PARTS OF THE EXERCISE:
1/ Identify every title of a book, film, or play named in the passage about Stephen King's sons.
2/ Reproduce the passage about Stephen King's sons from "It must be hard" up to and including "his writing comedy.".
3/ Summarize the passage about Stephen King's sons in two sentences.

PROVIDED TEXT:
It must be hard to have the Johnny Cash of modern horror for a father. Nevertheless, both of Stephen King’s sons turned out to be novelists.

His oldest son, Joe Hill, writes horror under that pseudonym. His younger son, Owen King, claimed that he naively thought no one would care about his dad when releasing his first book, Double Feature, in 2013. He considered his writing comedy.

But that didn’t stop the younger King from joining in on his father’s press junket interviews for The Shining sequel Doctor Sleep. A story emerged that Owen King had provided edits to Doctor Sleep, because in all his years of exposure to his dad’s writing, he’d never read The Shining—or even seen the movie. [*GIANT EYES EMOJI*—Eds.]

With Sleeping Beauties, the father-son duo collaborated properly, and the result is a post-apocalyptic magical feminist thriller about what would happen if all the women in the world fell asleep and became cocooned in moth-like sacks. Their male counterparts flail, drink, shoot guns, and rationalize their increasingly poor choices. It’s like Lysistrata except the women don’t do anything.

RECORD SET:
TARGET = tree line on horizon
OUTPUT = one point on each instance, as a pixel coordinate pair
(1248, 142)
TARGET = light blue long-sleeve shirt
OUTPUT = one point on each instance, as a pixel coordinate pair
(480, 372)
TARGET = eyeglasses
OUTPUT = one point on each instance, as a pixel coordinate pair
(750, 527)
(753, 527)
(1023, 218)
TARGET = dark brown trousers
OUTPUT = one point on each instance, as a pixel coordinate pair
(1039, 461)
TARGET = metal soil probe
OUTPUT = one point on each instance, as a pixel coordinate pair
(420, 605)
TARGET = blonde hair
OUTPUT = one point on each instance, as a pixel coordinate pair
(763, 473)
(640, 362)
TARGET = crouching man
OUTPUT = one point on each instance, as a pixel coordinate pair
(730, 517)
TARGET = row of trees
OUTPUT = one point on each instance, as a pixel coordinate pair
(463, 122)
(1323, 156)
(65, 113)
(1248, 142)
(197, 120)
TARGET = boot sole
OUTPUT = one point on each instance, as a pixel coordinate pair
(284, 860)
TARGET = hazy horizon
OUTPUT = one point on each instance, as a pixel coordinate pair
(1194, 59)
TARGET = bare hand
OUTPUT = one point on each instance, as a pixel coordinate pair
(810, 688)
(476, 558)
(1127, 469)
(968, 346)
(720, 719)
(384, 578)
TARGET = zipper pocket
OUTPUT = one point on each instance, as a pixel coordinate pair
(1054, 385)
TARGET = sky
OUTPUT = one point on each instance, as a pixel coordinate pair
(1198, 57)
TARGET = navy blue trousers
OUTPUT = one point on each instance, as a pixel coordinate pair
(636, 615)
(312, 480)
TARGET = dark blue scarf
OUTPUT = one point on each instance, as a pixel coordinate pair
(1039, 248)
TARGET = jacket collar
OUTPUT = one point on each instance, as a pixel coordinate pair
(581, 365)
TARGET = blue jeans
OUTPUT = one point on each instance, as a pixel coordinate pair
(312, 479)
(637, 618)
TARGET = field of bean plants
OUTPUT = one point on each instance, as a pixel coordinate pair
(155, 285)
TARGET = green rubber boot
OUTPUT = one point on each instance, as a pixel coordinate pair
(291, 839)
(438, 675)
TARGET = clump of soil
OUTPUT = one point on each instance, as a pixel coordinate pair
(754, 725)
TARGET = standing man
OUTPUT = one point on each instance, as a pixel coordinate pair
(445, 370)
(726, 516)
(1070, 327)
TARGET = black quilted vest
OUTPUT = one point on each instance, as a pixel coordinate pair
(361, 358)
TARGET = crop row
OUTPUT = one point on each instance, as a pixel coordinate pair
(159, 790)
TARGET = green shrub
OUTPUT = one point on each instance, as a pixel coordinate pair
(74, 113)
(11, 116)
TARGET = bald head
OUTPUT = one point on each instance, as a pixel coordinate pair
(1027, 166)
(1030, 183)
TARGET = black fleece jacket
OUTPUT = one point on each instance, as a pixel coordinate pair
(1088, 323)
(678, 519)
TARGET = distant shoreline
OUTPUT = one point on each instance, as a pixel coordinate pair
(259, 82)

TASK-BY-TASK SOLUTIONS:
1/
Double Feature
Doctor Sleep
The Shining
Sleeping Beauties
Lysistrata

2/
It must be hard to have the Johnny Cash of modern horror for a father. Nevertheless, both of Stephen King’s sons turned out to be novelists.

His oldest son, Joe Hill, writes horror under that pseudonym. His younger son, Owen King, claimed that he naively thought no one would care about his dad when releasing his first book, Double Feature, in 2013. He considered his writing comedy.

3/ Both of Stephen King's sons became novelists: Joe Hill writes horror under a pseudonym, while Owen King considered his writing comedy and reportedly gave edits on Doctor Sleep despite never having read The Shining. Father and son collaborated on Sleeping Beauties, a post-apocalyptic thriller in which all the world's women fall asleep in moth-like cocoons and the men make increasingly poor choices.